TRY IT: Your answer must be the full listing below, restated word for word, with no pictures in it.
══════════════════════════════
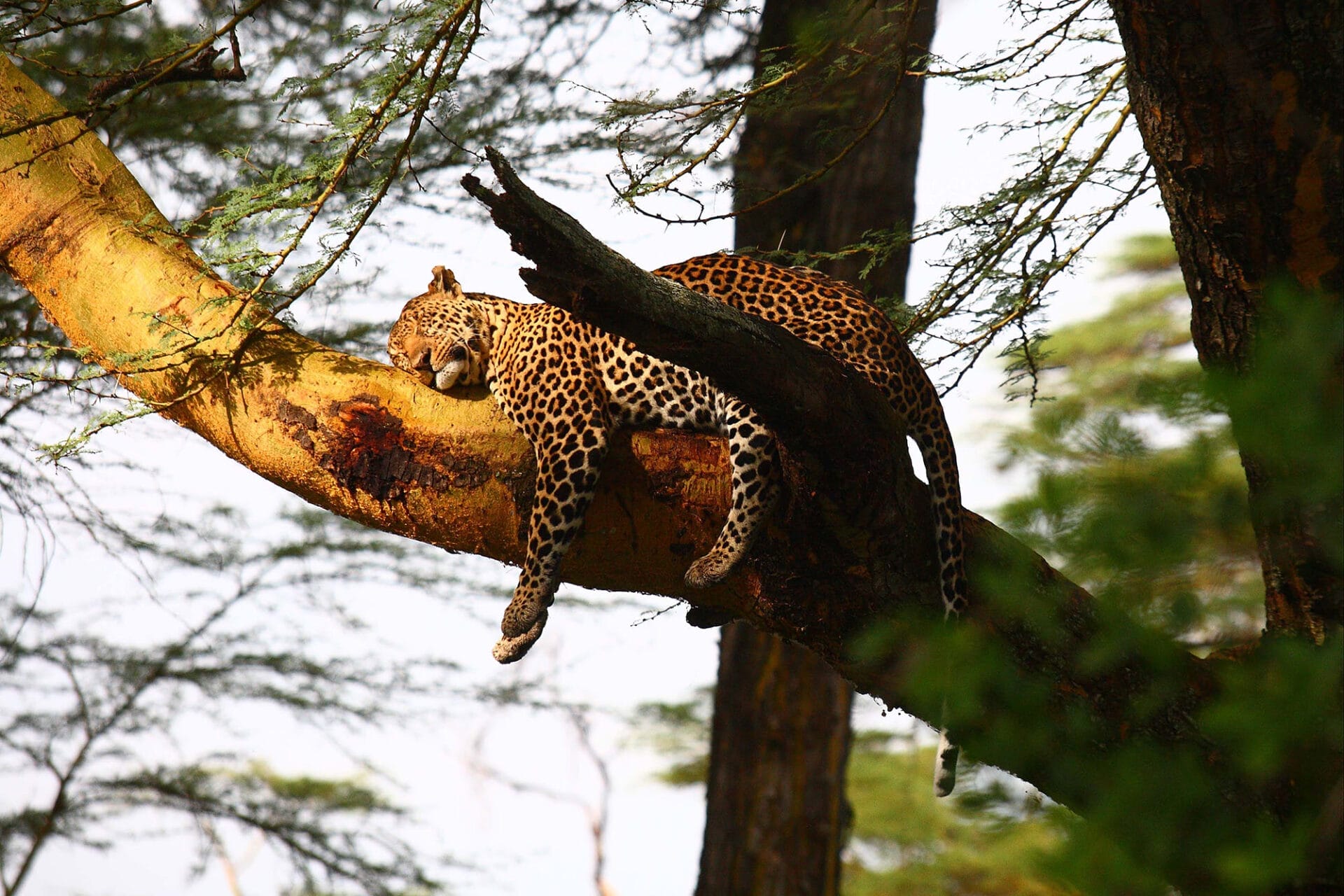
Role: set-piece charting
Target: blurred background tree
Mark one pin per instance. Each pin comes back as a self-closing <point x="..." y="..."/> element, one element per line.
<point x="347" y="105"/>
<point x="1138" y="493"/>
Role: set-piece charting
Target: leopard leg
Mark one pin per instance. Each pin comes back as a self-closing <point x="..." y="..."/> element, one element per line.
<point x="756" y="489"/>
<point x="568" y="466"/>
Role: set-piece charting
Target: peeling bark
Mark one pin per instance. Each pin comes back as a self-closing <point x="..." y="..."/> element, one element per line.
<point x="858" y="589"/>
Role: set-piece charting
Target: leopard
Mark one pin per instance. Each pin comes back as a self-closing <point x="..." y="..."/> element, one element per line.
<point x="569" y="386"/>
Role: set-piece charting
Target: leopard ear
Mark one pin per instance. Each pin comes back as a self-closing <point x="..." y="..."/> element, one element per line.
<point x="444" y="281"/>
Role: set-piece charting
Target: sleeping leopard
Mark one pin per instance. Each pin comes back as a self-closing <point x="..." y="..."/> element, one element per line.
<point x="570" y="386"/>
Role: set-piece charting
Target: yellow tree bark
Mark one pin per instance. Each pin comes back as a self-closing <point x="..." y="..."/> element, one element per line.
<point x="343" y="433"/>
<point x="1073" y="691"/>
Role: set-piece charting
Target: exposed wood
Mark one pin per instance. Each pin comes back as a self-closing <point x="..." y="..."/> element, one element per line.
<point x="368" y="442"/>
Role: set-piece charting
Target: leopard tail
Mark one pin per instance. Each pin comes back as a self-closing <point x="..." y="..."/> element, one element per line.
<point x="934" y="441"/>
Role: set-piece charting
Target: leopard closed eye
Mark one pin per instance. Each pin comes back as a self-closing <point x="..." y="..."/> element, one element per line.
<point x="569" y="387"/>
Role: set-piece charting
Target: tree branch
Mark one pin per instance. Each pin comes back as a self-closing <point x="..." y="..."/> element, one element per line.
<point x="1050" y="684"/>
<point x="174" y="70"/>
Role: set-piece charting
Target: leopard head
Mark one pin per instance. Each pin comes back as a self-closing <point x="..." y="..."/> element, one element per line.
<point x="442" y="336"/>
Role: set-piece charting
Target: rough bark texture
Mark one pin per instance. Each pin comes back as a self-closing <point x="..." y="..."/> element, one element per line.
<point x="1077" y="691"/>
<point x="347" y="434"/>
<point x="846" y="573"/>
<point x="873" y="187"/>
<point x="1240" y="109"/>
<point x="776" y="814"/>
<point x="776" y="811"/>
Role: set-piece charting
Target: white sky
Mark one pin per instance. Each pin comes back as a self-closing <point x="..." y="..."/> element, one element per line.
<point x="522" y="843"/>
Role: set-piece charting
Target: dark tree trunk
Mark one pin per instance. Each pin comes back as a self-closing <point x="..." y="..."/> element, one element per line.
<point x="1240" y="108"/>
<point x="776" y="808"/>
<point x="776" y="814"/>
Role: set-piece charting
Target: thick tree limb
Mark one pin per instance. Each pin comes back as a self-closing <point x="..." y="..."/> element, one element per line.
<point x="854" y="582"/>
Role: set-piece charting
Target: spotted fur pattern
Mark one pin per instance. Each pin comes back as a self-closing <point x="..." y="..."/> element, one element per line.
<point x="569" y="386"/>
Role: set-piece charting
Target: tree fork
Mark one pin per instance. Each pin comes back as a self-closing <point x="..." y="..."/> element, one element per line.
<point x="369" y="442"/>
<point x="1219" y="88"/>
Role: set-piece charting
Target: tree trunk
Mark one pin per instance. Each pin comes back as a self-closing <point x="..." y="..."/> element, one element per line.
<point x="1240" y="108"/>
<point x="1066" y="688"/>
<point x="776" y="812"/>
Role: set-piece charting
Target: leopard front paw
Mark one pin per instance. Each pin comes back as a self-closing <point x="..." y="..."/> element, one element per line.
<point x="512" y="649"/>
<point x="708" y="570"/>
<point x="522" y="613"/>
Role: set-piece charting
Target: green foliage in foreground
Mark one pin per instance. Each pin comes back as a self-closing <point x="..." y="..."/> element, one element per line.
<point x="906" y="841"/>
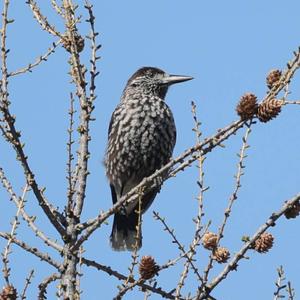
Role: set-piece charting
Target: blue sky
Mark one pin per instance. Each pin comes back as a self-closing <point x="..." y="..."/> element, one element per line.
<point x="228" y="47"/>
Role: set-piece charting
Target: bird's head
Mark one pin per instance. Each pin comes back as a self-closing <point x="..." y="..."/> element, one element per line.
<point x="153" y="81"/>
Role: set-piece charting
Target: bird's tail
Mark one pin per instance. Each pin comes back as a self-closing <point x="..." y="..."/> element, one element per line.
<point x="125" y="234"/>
══════════════════════════════
EXPECTED ANSWER:
Role: set-piece charting
Target: blurred background tree
Mark one pin per instance. Each pin comes back as a self-closing <point x="..." y="..."/> element, one element per line.
<point x="347" y="105"/>
<point x="1138" y="493"/>
Role: set-piece charting
Target: leopard leg
Mark one pin per instance. Each pin comes back as a self-closing <point x="..." y="..."/> element, one element per line.
<point x="756" y="489"/>
<point x="568" y="466"/>
Role: set-piece charting
Target: peeling bark
Mark one pin per instance. Each pin comes back as a self-closing <point x="..." y="..."/> element, one element per line.
<point x="858" y="589"/>
Role: set-piece charting
Target: leopard
Mark one pin per instance. Each pin comes back as a self-closing <point x="..." y="..."/> element, one element per line.
<point x="569" y="386"/>
Role: set-piece charting
Target: leopard ear
Mark one pin per instance. Each pin comes back as a self-closing <point x="..." y="..."/> element, one element per line.
<point x="444" y="281"/>
Role: set-piece charting
Target: sleeping leopard
Mark one pin per instance. Each pin comes back as a self-closing <point x="..." y="..."/> element, one element per line.
<point x="570" y="386"/>
Role: set-piece charting
Target: yellow tree bark
Mark one pin per instance. Each pin comes back as a self-closing <point x="..." y="..."/> element, one element per line.
<point x="343" y="433"/>
<point x="1073" y="691"/>
Role: set-piece charting
Target: exposed wood
Mark one pin per instance. Each pin comes back as a self-closing <point x="..." y="..."/> element, one element per line.
<point x="368" y="442"/>
Role: set-piece charting
Target: leopard tail
Mark one pin per instance. Each pin comes back as a self-closing <point x="..." y="..."/> element, one element per line.
<point x="934" y="441"/>
Role: set-piece charting
Target: leopard closed eye
Mark one pin per instance. Each pin comes back as a self-closing <point x="..." y="..."/> element, one element per line.
<point x="569" y="387"/>
Role: set-piece charting
Target: tree branch
Mark one pin per instance. Each pin comes back as a self-closing <point x="..." y="..."/> element, one element per line.
<point x="1050" y="684"/>
<point x="174" y="70"/>
Role: set-piece charting
Target: leopard head
Mark one pin per instance. Each pin comes back as a self-closing <point x="..." y="..."/> element, one element per line.
<point x="442" y="336"/>
Role: set-piece charting
Target: rough bark texture
Mark one pin per instance. Each pin comes back as a self-closing <point x="..." y="..."/> element, one element per line.
<point x="1077" y="691"/>
<point x="347" y="434"/>
<point x="846" y="573"/>
<point x="873" y="187"/>
<point x="1240" y="109"/>
<point x="776" y="814"/>
<point x="776" y="811"/>
Role: set-piece charting
Target: white sky
Mark one pin per instance. Each pin comes back as a self-closing <point x="..." y="..."/> element, one element per line.
<point x="522" y="843"/>
Role: set-piece charting
Target: dark tree trunk
Mark one pin per instance. Each pin comes back as a self-closing <point x="..." y="..."/> element, one element per line.
<point x="1240" y="108"/>
<point x="776" y="808"/>
<point x="776" y="814"/>
Role: set-piece charting
Target: thick tree limb
Mark one pin per instance. Each pin comes back as a self-closing <point x="..." y="..."/> element, one element per line.
<point x="854" y="582"/>
Role: set-piece charting
Target: spotted fur pattern
Mark one pin per instance. Each pin comes back as a self-closing <point x="..." y="..."/> element, one element per line.
<point x="569" y="386"/>
Role: set-piece charting
Target: tree fork
Mark one pin per instance. Each pin comes back as a self-closing <point x="..." y="..."/> element, one element per line.
<point x="369" y="442"/>
<point x="1219" y="88"/>
Role: set-piece charting
Target: tree trunk
Mark one pin per instance. Each pin comes back as a self-closing <point x="..." y="..."/> element, one element per line.
<point x="1240" y="108"/>
<point x="1066" y="688"/>
<point x="776" y="812"/>
Role: set-piece charting
Target: leopard front paw
Mark one pin per instance. Each pin comes back as a self-closing <point x="..." y="..."/> element, one element per line.
<point x="512" y="649"/>
<point x="708" y="570"/>
<point x="522" y="613"/>
Role: set-piece charting
Target: green foliage in foreground
Mark one pin per instance. Each pin comes back as a self-closing <point x="..." y="..."/> element, one element per line.
<point x="906" y="841"/>
Role: set-piece charting
Target: blue sky
Mark one pin per instance. Each pin comes back as a self-closing <point x="..." y="..."/> element, one element per line.
<point x="228" y="47"/>
Role: set-piece charting
Target: bird's head
Mark one pin per instance. Each pin comes back as a self-closing <point x="..." y="..."/> element, one element per line.
<point x="153" y="81"/>
Role: set-piece charting
Target: bird's tail
Mark one pin per instance. Each pin comes back as a self-closing <point x="..." y="..."/> element, one element per line.
<point x="125" y="234"/>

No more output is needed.